Directions :: Each record that follows should be reproduced in full, character for character.

Collected data entries:
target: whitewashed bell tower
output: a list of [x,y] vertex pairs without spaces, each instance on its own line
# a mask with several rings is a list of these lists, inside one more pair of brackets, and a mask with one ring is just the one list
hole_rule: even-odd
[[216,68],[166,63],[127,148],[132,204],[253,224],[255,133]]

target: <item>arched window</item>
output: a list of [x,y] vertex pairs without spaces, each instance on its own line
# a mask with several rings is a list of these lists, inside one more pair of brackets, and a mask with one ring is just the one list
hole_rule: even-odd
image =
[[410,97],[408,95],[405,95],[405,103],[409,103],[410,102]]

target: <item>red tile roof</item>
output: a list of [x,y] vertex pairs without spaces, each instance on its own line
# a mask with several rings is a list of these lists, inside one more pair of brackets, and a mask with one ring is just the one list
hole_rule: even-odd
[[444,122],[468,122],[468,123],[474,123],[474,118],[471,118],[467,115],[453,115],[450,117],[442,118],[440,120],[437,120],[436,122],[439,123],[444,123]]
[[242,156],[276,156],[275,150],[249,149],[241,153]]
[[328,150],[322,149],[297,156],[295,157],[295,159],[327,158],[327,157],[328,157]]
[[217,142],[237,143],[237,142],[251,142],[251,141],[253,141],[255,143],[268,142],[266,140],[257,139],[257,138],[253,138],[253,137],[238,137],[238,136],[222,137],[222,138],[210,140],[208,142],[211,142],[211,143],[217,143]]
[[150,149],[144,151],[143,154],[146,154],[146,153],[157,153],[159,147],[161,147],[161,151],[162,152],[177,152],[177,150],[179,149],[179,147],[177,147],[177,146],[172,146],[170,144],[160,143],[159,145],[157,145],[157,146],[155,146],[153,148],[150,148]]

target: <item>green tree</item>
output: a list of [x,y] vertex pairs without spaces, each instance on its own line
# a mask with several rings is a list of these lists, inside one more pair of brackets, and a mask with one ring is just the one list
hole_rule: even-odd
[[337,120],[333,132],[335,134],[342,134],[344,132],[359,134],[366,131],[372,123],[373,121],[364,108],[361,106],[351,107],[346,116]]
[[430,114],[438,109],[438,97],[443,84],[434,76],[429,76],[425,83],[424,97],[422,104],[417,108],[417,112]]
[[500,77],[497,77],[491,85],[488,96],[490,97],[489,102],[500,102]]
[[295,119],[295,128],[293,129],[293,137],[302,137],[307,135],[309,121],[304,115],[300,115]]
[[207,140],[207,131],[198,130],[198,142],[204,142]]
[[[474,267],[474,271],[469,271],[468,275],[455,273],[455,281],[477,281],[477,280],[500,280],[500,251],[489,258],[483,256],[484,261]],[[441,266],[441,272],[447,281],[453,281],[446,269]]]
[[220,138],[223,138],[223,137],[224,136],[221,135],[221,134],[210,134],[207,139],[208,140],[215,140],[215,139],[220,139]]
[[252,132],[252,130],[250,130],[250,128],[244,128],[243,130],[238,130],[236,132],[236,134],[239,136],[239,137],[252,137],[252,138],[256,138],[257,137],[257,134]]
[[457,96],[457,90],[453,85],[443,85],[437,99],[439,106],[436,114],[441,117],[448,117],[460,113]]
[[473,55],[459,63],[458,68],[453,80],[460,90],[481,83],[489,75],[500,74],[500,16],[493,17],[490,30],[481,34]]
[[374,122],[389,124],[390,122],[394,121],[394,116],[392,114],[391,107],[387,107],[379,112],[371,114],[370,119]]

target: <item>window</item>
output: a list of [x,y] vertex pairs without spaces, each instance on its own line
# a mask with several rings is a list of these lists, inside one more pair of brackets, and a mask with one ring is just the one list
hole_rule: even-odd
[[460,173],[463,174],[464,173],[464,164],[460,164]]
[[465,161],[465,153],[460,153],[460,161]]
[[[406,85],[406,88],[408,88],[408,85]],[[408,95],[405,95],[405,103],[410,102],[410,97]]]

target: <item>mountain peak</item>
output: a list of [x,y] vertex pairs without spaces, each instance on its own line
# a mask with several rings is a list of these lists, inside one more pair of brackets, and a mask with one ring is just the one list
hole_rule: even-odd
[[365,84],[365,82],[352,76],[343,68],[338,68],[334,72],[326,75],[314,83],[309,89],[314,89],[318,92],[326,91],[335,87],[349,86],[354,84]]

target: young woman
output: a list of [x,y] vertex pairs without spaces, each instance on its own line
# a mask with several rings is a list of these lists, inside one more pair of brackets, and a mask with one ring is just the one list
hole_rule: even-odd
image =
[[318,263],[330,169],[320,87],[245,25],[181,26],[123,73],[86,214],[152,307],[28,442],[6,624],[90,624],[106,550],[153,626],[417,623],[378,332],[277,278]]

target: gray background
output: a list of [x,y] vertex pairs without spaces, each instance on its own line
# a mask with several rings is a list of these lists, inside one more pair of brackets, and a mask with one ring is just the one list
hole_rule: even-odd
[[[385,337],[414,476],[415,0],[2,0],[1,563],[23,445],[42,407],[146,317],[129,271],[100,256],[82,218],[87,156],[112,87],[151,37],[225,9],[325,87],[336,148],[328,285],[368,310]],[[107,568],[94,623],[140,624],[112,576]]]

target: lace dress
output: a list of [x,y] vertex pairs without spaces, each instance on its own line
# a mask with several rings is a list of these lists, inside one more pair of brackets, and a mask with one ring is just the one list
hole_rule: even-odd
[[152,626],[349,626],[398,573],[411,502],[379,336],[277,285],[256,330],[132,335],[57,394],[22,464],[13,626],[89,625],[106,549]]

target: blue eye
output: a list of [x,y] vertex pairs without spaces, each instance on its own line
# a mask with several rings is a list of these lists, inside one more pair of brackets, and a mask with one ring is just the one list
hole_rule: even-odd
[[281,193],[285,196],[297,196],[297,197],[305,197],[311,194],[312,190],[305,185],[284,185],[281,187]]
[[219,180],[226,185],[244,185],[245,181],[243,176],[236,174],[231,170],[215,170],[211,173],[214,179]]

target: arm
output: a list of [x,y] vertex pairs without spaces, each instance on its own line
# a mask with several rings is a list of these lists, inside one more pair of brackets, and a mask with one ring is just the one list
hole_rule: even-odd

The completed task ::
target: whitewashed bell tower
output: a list of [x,y] vertex pairs without spaces, each instance on its own line
# a mask with several rings is a list of these lists, inside one more pair of brackets, and a mask with one ring is just the one list
hole_rule: even-odd
[[216,68],[166,63],[127,148],[132,204],[253,224],[255,133]]

target: <item>arched window</item>
output: a list of [x,y] vertex pairs without spaces, each instance on its own line
# a mask with several rings is a list of these lists, inside one more pair of brackets, and a mask with one ring is just the one list
hole_rule: even-odd
image =
[[410,97],[408,95],[405,95],[405,103],[409,103],[410,102]]

target: <item>red tile roof</item>
output: a list of [x,y] vertex pairs without spaces, each instance on its own line
# a mask with several rings is a list of these lists, inside one more pair of brackets, and a mask with one ring is just the one list
hole_rule: even-odd
[[444,122],[468,122],[468,123],[474,123],[474,118],[471,118],[467,115],[453,115],[450,117],[442,118],[440,120],[437,120],[436,122],[439,123],[444,123]]
[[242,156],[276,156],[275,150],[249,149],[241,153]]
[[328,150],[322,149],[297,156],[295,157],[295,159],[327,158],[327,157],[328,157]]
[[217,142],[237,143],[237,142],[251,142],[251,141],[253,141],[255,143],[268,142],[266,140],[257,139],[257,138],[253,138],[253,137],[238,137],[238,136],[222,137],[222,138],[210,140],[208,142],[211,142],[211,143],[217,143]]
[[150,149],[144,151],[143,154],[146,154],[146,153],[157,153],[159,147],[161,147],[161,151],[162,152],[177,152],[177,150],[179,149],[179,147],[177,147],[177,146],[172,146],[170,144],[160,143],[159,145],[157,145],[157,146],[155,146],[153,148],[150,148]]

target: <item>green tree</item>
output: a list of [x,y] vertex pairs without spaces, each instance on its own line
# a mask with several rings is a list of these lists, inside one more pair of brackets, and a mask with one ring is just the one list
hole_rule: even-odd
[[337,120],[333,132],[335,134],[342,134],[344,132],[359,134],[366,131],[372,123],[373,121],[364,108],[361,106],[351,107],[346,116]]
[[430,114],[438,109],[438,97],[443,84],[434,76],[429,76],[425,83],[424,97],[422,104],[417,108],[417,112]]
[[500,77],[497,77],[491,85],[488,96],[490,97],[489,102],[500,102]]
[[295,119],[295,128],[293,129],[293,137],[302,137],[307,135],[309,121],[304,115],[300,115]]
[[207,140],[207,131],[198,130],[198,142],[204,142]]
[[[474,267],[474,271],[469,271],[468,275],[455,273],[455,281],[477,281],[477,280],[500,280],[500,251],[489,258],[483,256],[484,261]],[[441,266],[441,272],[447,281],[453,281],[446,269]]]
[[220,138],[223,138],[223,137],[224,136],[221,135],[221,134],[210,134],[207,139],[208,140],[215,140],[215,139],[220,139]]
[[252,132],[252,130],[250,130],[250,128],[244,128],[243,130],[238,130],[236,132],[236,134],[239,136],[239,137],[252,137],[252,138],[256,138],[257,137],[257,134]]
[[457,96],[457,90],[453,85],[443,85],[437,99],[439,106],[436,114],[441,117],[448,117],[460,113]]
[[473,55],[459,63],[458,68],[453,80],[460,90],[481,83],[489,75],[500,74],[500,16],[493,17],[490,30],[481,34]]
[[374,122],[389,124],[390,122],[394,121],[394,116],[392,114],[391,107],[387,107],[379,112],[371,114],[370,119]]

target: <item>window</item>
output: a list of [x,y] vertex pairs without spaces, each instance on its own line
# a mask with several rings is a list of these lists, inside one more pair of brackets, and a mask with one ring is just the one list
hole_rule: even-odd
[[460,173],[463,174],[464,173],[464,164],[460,164]]
[[465,161],[465,153],[460,153],[460,161]]
[[[406,85],[406,88],[408,88],[408,85]],[[408,95],[405,95],[405,103],[410,102],[410,97]]]

target: <item>mountain peak</item>
output: a list of [x,y] vertex pairs without spaces, each instance on its own line
# a mask with several rings is a list of these lists, inside one more pair of brackets, and a mask with one ring is just the one list
hole_rule: even-odd
[[365,84],[365,82],[352,76],[343,68],[338,68],[334,72],[326,75],[314,83],[309,89],[314,89],[318,92],[326,91],[335,87],[349,86],[354,84]]

target: young woman
output: a list of [x,y] vertex pairs without spaces, each instance on its own line
# a mask with several rings is a list of these lists, inside one more pair of brackets, and a mask with one ring is just the one list
hole_rule: even-odd
image =
[[318,263],[330,169],[320,87],[245,25],[181,26],[123,73],[86,214],[152,307],[28,442],[6,624],[90,624],[106,550],[153,626],[417,623],[378,332],[277,278]]

target: gray background
output: a list of [x,y] vertex pairs without spaces, each instance on its own line
# a mask with several rings is a list of these lists, inside one more pair of brackets, and a mask with one ring is just the one list
hole_rule: even-odd
[[[385,337],[414,476],[415,0],[2,0],[1,563],[23,445],[42,407],[146,317],[129,271],[100,256],[82,218],[87,156],[112,87],[151,37],[225,9],[325,87],[336,148],[328,285],[368,310]],[[107,568],[94,623],[140,624],[112,576]]]

target: lace dress
output: a list of [x,y] vertex pairs without spaces, each instance on its own line
# a mask with several rings is a list of these lists, inside one more pair of brackets, and a mask with one ring is just the one list
hole_rule: even-odd
[[152,626],[349,626],[398,573],[411,502],[379,336],[277,285],[256,330],[132,335],[57,394],[22,464],[13,626],[89,625],[106,549]]

target: blue eye
output: a list of [x,y] vertex pairs without spaces, each instance on its own line
# a mask with several rings is a list of these lists, inside one more pair of brackets, and a mask with one ring is just the one list
hole_rule: even-odd
[[281,193],[285,196],[297,196],[297,197],[305,197],[311,194],[312,190],[305,185],[284,185],[281,187]]
[[219,180],[226,185],[244,185],[245,181],[243,176],[236,174],[231,170],[215,170],[211,173],[214,179]]

target: arm
output: a list of [x,y] vertex pairs without spaces, each instance on its own line
# a mask with several rings is a list of these lists, inside one more pair of brackets, and a mask with one ring is just the one list
hole_rule: even-odd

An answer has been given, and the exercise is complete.